> **GIVEN RECORDS**
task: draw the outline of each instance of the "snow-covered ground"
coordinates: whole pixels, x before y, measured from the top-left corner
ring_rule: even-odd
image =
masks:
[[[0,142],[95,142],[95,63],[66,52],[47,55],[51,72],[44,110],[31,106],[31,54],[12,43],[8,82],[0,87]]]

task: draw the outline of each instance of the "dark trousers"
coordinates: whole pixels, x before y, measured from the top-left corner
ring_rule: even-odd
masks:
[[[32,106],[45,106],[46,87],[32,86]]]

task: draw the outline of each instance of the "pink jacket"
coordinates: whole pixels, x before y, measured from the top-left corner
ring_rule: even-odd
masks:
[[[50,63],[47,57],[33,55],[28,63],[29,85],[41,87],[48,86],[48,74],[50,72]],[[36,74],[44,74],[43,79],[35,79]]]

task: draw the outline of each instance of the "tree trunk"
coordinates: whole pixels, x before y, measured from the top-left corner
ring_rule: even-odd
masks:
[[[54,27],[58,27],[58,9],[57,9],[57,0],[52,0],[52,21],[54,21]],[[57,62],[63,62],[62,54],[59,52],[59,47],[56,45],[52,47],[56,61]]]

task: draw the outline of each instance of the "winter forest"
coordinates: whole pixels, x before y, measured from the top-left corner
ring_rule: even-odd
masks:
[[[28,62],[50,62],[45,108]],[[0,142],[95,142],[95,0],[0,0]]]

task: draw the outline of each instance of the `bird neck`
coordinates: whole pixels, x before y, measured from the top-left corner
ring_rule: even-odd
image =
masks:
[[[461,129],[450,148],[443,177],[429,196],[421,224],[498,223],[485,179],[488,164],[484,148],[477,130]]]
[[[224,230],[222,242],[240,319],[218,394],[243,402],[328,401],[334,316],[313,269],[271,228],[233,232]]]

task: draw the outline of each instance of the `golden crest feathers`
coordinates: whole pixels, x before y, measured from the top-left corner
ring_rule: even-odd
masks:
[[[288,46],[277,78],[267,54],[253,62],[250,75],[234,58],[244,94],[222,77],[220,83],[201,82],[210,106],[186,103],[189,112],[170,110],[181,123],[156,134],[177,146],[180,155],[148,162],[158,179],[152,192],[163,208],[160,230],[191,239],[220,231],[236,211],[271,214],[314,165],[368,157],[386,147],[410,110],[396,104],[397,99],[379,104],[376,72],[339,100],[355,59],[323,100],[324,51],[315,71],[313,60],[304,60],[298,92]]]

> **GOAL OF THE EXERCISE**
Repeat the material above in full, keeping every word.

> **TASK ANSWER**
task: draw the outline of each instance of the "snow-covered ground"
coordinates: whole pixels, x before y, measured from the top-left corner
ring_rule: even-odd
image =
masks:
[[[0,142],[95,142],[95,63],[66,52],[47,55],[51,72],[44,110],[31,106],[31,54],[12,43],[8,82],[0,87]]]

task: draw the outline of each instance of the "dark trousers"
coordinates: whole pixels, x before y, measured from the top-left corner
ring_rule: even-odd
masks:
[[[32,106],[45,106],[46,87],[32,86]]]

task: draw the outline of each instance of the "pink jacket"
coordinates: whole pixels, x before y, measured from the top-left corner
ring_rule: even-odd
masks:
[[[50,63],[47,57],[33,55],[28,63],[29,85],[41,87],[48,86],[48,74],[50,72]],[[36,74],[44,74],[43,79],[35,79]]]

task: draw the outline of each instance of the "tree trunk"
coordinates: whole pixels, x before y, measured from the top-left corner
ring_rule: even-odd
masks:
[[[54,27],[58,27],[58,9],[57,9],[57,0],[52,0],[52,21],[54,21]],[[57,62],[63,62],[62,54],[59,52],[59,47],[56,45],[52,47],[56,61]]]

task: draw the outline of each instance of the "winter forest"
coordinates: whole pixels, x before y, measured from the top-left corner
ring_rule: even-odd
masks:
[[[28,62],[50,62],[45,108]],[[0,142],[95,142],[95,0],[0,0]]]

task: draw the outline of each instance of the `bird neck`
coordinates: whole pixels, x before y, measured from the top-left corner
ring_rule: even-odd
image =
masks:
[[[461,129],[450,148],[443,177],[429,196],[421,224],[498,223],[485,179],[488,164],[484,148],[477,130]]]
[[[224,230],[222,242],[240,319],[218,394],[243,402],[328,401],[334,316],[313,269],[271,228],[233,232]]]

task: draw the outline of each instance of the `golden crest feathers`
coordinates: whole pixels, x before y, measured from the top-left corner
ring_rule: even-odd
masks:
[[[288,46],[277,78],[267,54],[253,62],[250,75],[234,58],[244,94],[222,77],[220,83],[201,82],[210,106],[186,103],[189,112],[170,110],[181,123],[156,134],[177,146],[180,155],[148,162],[158,179],[152,192],[163,208],[160,230],[191,239],[220,231],[236,211],[271,214],[314,165],[368,157],[386,147],[410,110],[396,104],[397,99],[379,104],[376,72],[339,100],[355,59],[323,100],[324,51],[315,71],[313,60],[304,60],[298,92]]]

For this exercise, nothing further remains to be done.